[Task description]:
Present every line of the data below as a numbered list, omitting any blank lines.

Entries drawn from a collection:

+---+

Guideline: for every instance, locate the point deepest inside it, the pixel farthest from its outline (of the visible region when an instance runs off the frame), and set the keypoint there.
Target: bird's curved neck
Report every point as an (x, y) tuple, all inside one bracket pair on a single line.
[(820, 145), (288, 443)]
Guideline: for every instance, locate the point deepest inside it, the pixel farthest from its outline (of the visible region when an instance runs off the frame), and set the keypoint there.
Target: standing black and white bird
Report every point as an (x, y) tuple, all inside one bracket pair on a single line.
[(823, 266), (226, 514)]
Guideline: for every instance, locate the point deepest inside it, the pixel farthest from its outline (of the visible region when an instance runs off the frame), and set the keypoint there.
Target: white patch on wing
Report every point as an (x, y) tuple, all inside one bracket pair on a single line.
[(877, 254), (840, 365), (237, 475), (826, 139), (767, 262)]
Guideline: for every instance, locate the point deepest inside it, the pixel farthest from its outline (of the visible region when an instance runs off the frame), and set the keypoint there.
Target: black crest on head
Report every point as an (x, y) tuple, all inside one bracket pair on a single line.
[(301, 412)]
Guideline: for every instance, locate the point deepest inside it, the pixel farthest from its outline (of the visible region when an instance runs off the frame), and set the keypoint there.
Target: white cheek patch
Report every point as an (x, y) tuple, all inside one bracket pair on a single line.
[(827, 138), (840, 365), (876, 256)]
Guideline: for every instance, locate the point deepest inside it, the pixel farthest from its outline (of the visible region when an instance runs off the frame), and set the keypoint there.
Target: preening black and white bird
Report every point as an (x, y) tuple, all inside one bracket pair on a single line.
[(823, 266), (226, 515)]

+---+

[Answer to this exercise]:
1. Guideline: for every instance, locate the point deepest inside it, the pixel farthest from its outline (of the visible region when an instance runs off the frame), and set the keypoint there.
2. Target: bird's curved neck
3. Report every point as an (x, y) tuple, all inside one bracket pair on a single line.
4. [(820, 145), (288, 443)]
5. Guideline: for every instance, locate the point deepest inside it, the pixel farthest from its outline (of the visible region when an instance runs off the frame), and set the keypoint there.
6. Target: standing black and white bird
7. Report every point as an (x, y) tuple, all inside one bracket pair on a single line.
8. [(823, 266), (226, 514)]
9. Guideline: for every instance, locate the point deepest inside it, the pixel farthest from its outline (of the visible region when an instance runs off the frame), and set the keypoint there.
10. Target: white patch on wing
11. Report every point as an (x, y) tuple, all inside one bracket pair on a single line.
12. [(877, 254), (840, 365), (237, 475), (826, 139), (767, 262)]
13. Guideline: for every instance, locate the point deepest inside it, the pixel farthest from its outline (of the visible region when an instance runs off the frame), and set the keypoint there.
14. Target: black crest on head
15. Report every point as an (x, y) tuple, all inside one bracket pair on a single line.
16. [(301, 412)]
17. Guideline: for every instance, locate the point deepest inside it, the pixel farthest from its outline (of the visible region when an instance runs off the frame), and set the keypoint there.
18. Target: white cheek patch
19. Report every point as an (x, y) tuple, all inside one bracket pair on a single line.
20. [(827, 138), (840, 365), (876, 256)]
21. Guideline: for every instance, locate the point deepest inside it, the pixel farthest from its outline (of the visible region when an instance runs off the frame), and set the keypoint there.
22. Target: preening black and white bird
23. Report every point as an (x, y) tuple, all inside one bracket pair on a single line.
24. [(823, 266), (226, 515)]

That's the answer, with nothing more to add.